-- Data for analysis follows --

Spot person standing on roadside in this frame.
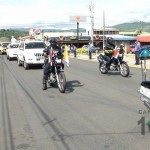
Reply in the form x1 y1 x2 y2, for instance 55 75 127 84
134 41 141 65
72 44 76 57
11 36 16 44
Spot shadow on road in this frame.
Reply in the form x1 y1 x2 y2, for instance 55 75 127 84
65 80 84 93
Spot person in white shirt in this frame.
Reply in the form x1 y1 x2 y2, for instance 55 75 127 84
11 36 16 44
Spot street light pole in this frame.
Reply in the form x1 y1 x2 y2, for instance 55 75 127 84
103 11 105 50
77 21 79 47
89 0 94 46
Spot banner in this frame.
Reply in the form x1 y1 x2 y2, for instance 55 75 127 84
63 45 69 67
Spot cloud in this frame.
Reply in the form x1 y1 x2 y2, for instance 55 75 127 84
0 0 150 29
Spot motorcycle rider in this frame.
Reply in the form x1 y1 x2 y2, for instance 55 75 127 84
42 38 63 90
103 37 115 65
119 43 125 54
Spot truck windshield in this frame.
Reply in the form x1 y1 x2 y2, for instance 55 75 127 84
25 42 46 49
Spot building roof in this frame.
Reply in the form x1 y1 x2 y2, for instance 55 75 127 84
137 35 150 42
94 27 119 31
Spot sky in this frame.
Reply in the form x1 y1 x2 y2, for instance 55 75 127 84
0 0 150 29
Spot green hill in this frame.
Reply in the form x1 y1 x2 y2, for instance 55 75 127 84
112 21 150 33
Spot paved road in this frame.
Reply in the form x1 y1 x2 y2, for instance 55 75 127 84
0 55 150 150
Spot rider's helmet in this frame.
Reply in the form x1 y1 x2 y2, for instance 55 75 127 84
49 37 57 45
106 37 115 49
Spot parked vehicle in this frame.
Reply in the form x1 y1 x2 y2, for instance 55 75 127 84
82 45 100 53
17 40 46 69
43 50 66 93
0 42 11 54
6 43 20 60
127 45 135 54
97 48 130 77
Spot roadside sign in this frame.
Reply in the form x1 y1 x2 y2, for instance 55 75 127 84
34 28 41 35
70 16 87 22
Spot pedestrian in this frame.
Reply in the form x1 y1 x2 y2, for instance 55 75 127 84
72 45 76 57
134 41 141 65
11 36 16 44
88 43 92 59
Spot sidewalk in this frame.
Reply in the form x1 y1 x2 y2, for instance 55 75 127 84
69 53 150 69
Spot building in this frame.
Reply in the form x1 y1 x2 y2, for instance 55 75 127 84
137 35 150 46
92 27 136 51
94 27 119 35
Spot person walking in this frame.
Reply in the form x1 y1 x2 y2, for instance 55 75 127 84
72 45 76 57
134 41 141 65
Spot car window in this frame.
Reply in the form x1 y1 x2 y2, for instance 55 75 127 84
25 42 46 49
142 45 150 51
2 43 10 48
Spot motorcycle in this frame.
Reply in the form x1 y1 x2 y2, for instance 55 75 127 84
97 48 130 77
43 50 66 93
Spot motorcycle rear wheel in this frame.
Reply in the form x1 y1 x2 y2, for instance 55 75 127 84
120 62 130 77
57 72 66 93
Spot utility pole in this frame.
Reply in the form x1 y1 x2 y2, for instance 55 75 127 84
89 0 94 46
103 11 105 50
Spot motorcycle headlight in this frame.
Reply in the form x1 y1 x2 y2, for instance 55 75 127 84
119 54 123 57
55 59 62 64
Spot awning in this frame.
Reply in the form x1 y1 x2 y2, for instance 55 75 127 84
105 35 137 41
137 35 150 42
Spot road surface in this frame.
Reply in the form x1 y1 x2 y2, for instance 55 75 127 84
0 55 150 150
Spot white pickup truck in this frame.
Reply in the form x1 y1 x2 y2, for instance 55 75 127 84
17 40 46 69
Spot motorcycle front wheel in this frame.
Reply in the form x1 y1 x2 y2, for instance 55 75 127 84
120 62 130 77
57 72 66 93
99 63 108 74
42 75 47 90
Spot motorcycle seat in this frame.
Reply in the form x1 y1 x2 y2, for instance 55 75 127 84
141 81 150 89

-- Data for analysis concluded --

Write out the listing above in full, word for word, with no pictures.

# Answer for this exercise
Spot person standing on roadside in this frame.
Reply in the form x1 y1 x2 y2, for instance 55 75 127 84
134 41 141 65
72 44 76 57
11 36 16 44
Spot shadow on road in this frame.
Reply in the form x1 y1 x2 y2, for instance 55 75 127 84
65 80 84 93
Spot person in white shirt in this frame.
Reply in the form x1 y1 x2 y2, for instance 55 75 127 84
11 36 16 44
Spot street light pole in this frame.
Reply in the form x1 y1 x2 y2, for instance 55 75 127 84
103 11 105 50
77 21 79 47
89 0 94 46
Spot banner in this frame.
Reply in the form x1 y1 x2 y2, for instance 55 75 127 84
63 45 69 67
Spot cloud in this frame.
Reply in the form x1 y1 x2 y2, for instance 55 75 127 84
0 0 150 29
Spot motorcycle rider in this frame.
Reply in the form x1 y1 x2 y2, for instance 55 75 127 84
42 38 63 90
103 37 115 65
119 43 125 54
Spot truck windshield in this frame.
Reply in the form x1 y1 x2 y2, for instance 55 75 127 84
25 42 46 49
Spot building roof in this frame.
Reply in the form x1 y1 x2 y2, for instance 55 75 127 84
137 35 150 42
94 27 119 31
Spot sky in this frame.
Reply in the form x1 y1 x2 y2, for instance 55 75 127 84
0 0 150 29
Spot green hill in this frame.
Reply in the form x1 y1 x2 y2, for instance 55 75 127 84
112 21 150 33
Spot paved road in this frame.
Reply in the form x1 y1 x2 y2, for instance 55 75 127 84
0 55 150 150
Spot rider's helmet in this frame.
Reply in the form x1 y1 x2 y2, for instance 55 75 127 84
49 37 57 45
106 37 115 49
Spot parked vehicle in this frame.
Reply in the form x1 y1 x2 y2, for instance 55 75 127 84
82 45 100 53
17 40 46 69
43 50 66 93
0 42 11 54
6 43 20 60
127 45 135 54
97 48 130 77
Spot roadside sign in this frame.
Reply in the form x1 y1 x2 y2, for instance 55 75 127 84
34 28 41 35
70 16 87 22
Spot pedestrian in this frame.
Reply in the form x1 y1 x2 y2, for instance 55 75 127 84
72 45 76 57
134 41 141 65
11 36 16 44
88 43 92 59
Spot sidewalk in this frame.
Reply in the form x1 y1 x2 y2, for instance 55 75 127 84
69 53 150 69
Spot building in this frame.
Reply in the form x1 y1 x2 y2, for instance 55 75 127 84
137 35 150 46
92 27 136 51
94 27 119 35
Spot person walking in this frame.
Reply in the form x1 y1 x2 y2, for instance 55 75 127 84
72 45 76 57
134 41 141 65
Spot car window in this frame.
Reply in the form x1 y1 x2 y2, for instance 55 75 127 84
25 42 46 49
142 45 150 51
2 43 10 48
Spot motorcycle in this frame.
Reply in the form x1 y1 x2 y2, for instance 55 75 127 84
97 48 130 77
43 50 66 93
Spot motorcycle rear wheel in this frame.
Reply in the form x1 y1 x2 y2, for instance 55 75 127 84
120 62 130 77
57 72 66 93
Spot utility pole in this frame.
Reply in the form x1 y1 x2 y2, for instance 55 75 127 84
89 0 94 46
103 11 105 50
Spot motorcycle headlight in this frame.
Reply in the form x1 y1 x2 y2, for instance 55 75 127 84
119 54 123 57
55 59 62 64
Spot awning in this frame.
Reply in the form x1 y1 x2 y2, for instance 55 75 127 84
105 35 137 41
137 35 150 42
Spot road surface in this frame.
Reply in the form x1 y1 x2 y2, for instance 55 75 127 84
0 55 150 150
Spot white pickup truck in this frame.
Reply in the form x1 y1 x2 y2, for instance 55 75 127 84
17 40 46 69
Spot motorcycle front wheel in this frame.
Reply in the form x1 y1 x2 y2, for instance 55 75 127 84
120 62 130 77
57 72 66 93
99 63 108 74
42 75 47 90
Spot motorcycle seat in this frame.
Reply in the form x1 y1 x2 y2, for instance 55 75 127 84
141 81 150 89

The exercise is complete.